- [TASK STATEMENT]: Please answer from the comments on child abuse: why did a couple of doctors send girls to have their hair cut?

- [DOCUMENT EXTRACT]:
%%
Trust me...I was a teacher in The Bronx; I have seen a lot...No, a parent doesn't scare me. I won't tolerate a parent who abuses his/her child. Period.
It has nothing to do with "what I would be thinking later" but with stopping a behavior that I KNOW will hurt the child forever. BTW...Do you know how many kids are taken to the pediatricians "because pain on the shoulders"? Many...and in most cases the pain is the result of his/her parents pulling them by the hand "to walk at the parents' speed".
Which actually brings up the aspect of “unintentional” abuse. My first wife was a cosmetologist and regularly fussed at mothers who wanted their little girls to have hair down to their ankles. She came by her “fussing” quite honestly because a couple of doctors had sent girls to have their hair cut in order to alleviate the headaches they were having. And then there are the mothers (and dads) who insist that their daughters enter into beauty contests.which to me is unintentional abuse. But then, there are the ones I have seen when I worked hotels and some of the mothers are absolute tyrants. Until I stopped her, one mother was slapping her daughter around because she missed a note or two whilst playing the piano for the talent portion of the contest.
%%
- [RECORDS PROVIDED]:
%%
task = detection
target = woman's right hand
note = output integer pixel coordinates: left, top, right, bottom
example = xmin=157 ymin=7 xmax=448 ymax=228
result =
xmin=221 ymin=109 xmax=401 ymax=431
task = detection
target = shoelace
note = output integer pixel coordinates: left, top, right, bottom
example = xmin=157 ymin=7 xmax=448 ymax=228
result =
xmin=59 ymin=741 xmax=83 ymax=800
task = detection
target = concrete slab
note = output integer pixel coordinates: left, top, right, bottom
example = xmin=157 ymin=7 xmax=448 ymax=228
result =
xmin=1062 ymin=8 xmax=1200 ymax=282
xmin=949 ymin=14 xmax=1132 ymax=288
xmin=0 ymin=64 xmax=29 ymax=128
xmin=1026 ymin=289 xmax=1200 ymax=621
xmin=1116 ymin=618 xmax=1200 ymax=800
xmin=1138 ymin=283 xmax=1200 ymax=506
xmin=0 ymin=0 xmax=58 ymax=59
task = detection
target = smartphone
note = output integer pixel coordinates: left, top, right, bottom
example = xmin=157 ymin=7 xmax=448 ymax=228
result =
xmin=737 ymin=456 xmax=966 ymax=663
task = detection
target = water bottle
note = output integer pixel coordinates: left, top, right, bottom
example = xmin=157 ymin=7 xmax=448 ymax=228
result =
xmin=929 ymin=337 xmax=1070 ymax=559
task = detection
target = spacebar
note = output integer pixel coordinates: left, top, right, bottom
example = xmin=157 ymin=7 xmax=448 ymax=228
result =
%%
%%
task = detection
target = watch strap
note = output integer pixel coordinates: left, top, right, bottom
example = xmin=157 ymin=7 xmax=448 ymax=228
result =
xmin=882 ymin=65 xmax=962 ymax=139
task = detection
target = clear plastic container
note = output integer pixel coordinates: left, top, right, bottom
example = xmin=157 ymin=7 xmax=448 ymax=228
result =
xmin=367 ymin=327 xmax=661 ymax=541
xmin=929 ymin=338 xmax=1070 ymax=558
%%
- [ANSWER TO THIS TASK]: To alleviate the headaches the girls were having.